▶ [Stated task]: Copy each of the following lines word for word, with no changes.

▶ [Exercise data]:
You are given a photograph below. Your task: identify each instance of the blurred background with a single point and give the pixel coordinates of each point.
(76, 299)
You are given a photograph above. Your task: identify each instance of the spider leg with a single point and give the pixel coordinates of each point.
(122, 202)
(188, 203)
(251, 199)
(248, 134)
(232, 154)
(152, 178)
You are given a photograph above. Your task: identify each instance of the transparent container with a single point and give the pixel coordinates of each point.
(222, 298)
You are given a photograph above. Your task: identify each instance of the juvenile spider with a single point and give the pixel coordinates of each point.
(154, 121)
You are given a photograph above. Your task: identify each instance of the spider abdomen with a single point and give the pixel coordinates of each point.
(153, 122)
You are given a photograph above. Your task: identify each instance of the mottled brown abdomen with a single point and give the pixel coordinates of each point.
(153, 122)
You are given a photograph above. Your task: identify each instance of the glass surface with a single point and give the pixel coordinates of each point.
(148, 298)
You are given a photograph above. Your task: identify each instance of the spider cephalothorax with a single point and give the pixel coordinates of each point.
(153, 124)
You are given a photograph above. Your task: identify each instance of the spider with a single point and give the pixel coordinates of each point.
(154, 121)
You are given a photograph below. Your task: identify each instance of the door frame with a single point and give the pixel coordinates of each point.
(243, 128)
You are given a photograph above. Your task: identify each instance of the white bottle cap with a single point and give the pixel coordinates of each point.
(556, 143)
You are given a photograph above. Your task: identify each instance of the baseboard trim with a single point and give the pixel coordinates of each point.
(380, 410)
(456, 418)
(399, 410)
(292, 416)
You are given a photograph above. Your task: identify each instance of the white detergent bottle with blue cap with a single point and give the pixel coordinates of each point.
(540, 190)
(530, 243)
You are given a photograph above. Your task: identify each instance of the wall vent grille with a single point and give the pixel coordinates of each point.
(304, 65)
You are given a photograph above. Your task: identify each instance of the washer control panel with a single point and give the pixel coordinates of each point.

▶ [Solved problem]:
You are given a photograph below. Your task: identify each instance of the blurred background with a single point and give the pixel coordinates of each point.
(76, 299)
You are given a photograph above. Your task: identify each instance of the spider leg with a single point and give the pixel coordinates of each point.
(122, 202)
(188, 203)
(251, 199)
(248, 134)
(232, 154)
(152, 178)
You are given a photograph above. Your task: identify each instance of the transparent container with a single point and give the pixel coordinates of each point.
(222, 298)
You are given a photograph above. Your task: identify each instance of the juvenile spider with a single point and give the pixel coordinates of each point.
(154, 121)
You are given a photograph above. Your task: identify each instance of the spider abdomen with a single point and give the pixel coordinates of each point.
(153, 122)
You are given a photograph above. Your task: identify each instance of the mottled brown abdomen with a single point and give the pixel coordinates of each point.
(153, 122)
You are given a photograph above. Your task: identify each instance of the glass surface with a single point and give the pixel coordinates of each point.
(148, 298)
You are given a photograph above. Your task: identify each instance of the spider cephalothorax with a single point and give the pixel coordinates of each point.
(153, 124)
You are given a photograph above. Your task: identify each instance of the spider with a single point and give the pixel coordinates of each point.
(154, 121)
You are given a photograph below. Your task: identify each instance of the door frame with a single point and give the pixel coordinates of each point.
(243, 128)
You are given a photograph above. Your task: identify each instance of the white bottle cap with a single point and give the pixel coordinates of each point.
(556, 143)
You are given a photograph above. Your task: identify each instance of the baseboard trim with a single point and give the pixel coordinates of each point.
(380, 410)
(456, 418)
(399, 410)
(292, 416)
You are given a photograph above. Your task: identify each instance of the white detergent bottle with blue cap with a single point and give the pixel coordinates of each point.
(540, 190)
(530, 243)
You are given a photograph above. Your task: identify each instance of the wall vent grille with a single point and give the pixel coordinates of each point.
(304, 65)
You are given a photograph above. Your task: identify each instance of the washer control panel with a single point and give the pixel coordinates of each point.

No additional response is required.